◆ Directive
Locate every line of the listing below that contains the word "green", and copy each of those lines in full.

──────────────────────────────

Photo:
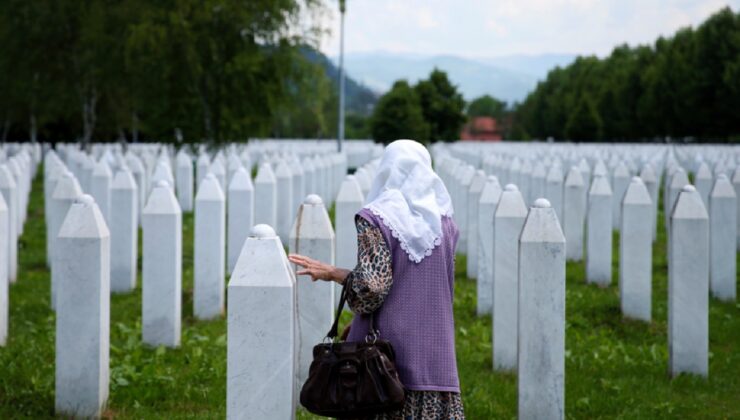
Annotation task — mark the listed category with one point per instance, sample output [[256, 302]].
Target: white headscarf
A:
[[410, 198]]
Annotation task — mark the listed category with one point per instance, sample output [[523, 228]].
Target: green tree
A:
[[584, 123], [398, 115], [487, 106], [442, 106]]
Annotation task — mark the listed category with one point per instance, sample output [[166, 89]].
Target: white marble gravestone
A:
[[285, 211], [688, 286], [9, 190], [508, 222], [161, 271], [100, 187], [620, 182], [541, 320], [65, 193], [635, 252], [487, 204], [261, 331], [313, 237], [554, 189], [473, 198], [4, 279], [599, 233], [184, 175], [265, 196], [124, 232], [647, 174], [209, 255], [240, 214], [83, 312], [573, 214], [703, 182], [723, 225]]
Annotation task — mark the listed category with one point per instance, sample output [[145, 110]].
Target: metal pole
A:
[[340, 134]]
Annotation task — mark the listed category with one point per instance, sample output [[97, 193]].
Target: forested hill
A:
[[359, 98], [684, 86]]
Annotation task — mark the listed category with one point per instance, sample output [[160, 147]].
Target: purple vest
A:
[[416, 316]]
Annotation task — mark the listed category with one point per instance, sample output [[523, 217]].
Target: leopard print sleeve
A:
[[372, 278]]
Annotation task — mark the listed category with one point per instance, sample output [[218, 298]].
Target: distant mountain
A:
[[359, 98], [509, 78]]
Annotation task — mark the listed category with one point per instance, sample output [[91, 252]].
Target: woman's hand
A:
[[318, 270]]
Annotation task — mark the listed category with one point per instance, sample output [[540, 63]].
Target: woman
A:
[[404, 275]]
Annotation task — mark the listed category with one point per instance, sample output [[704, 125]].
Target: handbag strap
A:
[[333, 332]]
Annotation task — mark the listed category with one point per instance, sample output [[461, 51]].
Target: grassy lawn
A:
[[614, 367]]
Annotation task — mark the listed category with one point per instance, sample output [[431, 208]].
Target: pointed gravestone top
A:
[[723, 187], [511, 203], [265, 175], [679, 178], [648, 174], [8, 181], [600, 186], [84, 220], [689, 205], [67, 187], [574, 178], [162, 200], [703, 172], [636, 193], [123, 180], [241, 181], [210, 189], [541, 225]]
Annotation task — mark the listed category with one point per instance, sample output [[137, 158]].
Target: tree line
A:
[[182, 70], [684, 87]]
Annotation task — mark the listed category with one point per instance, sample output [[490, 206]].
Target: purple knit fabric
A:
[[416, 316]]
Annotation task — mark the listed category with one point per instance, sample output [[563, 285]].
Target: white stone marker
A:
[[723, 225], [573, 214], [209, 256], [184, 175], [636, 253], [9, 190], [100, 187], [83, 312], [265, 196], [313, 237], [554, 189], [703, 182], [541, 326], [349, 202], [4, 280], [651, 183], [65, 193], [688, 286], [124, 231], [508, 222], [285, 211], [161, 272], [487, 204], [240, 215], [620, 182], [473, 198], [261, 331], [599, 233]]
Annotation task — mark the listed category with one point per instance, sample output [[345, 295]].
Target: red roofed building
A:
[[481, 129]]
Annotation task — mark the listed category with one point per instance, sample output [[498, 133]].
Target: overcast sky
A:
[[486, 28]]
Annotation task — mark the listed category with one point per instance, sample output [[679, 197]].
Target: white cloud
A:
[[489, 28]]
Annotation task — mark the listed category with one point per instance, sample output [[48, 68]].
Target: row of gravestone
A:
[[161, 270], [18, 164]]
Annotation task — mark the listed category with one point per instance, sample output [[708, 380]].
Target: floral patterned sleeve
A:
[[372, 278]]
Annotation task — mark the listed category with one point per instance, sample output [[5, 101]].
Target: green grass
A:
[[614, 367]]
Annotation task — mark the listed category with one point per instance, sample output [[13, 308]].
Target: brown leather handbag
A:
[[352, 379]]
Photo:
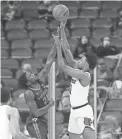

──────────────────────────────

◆ Written answer
Target: green tree
Target: green grass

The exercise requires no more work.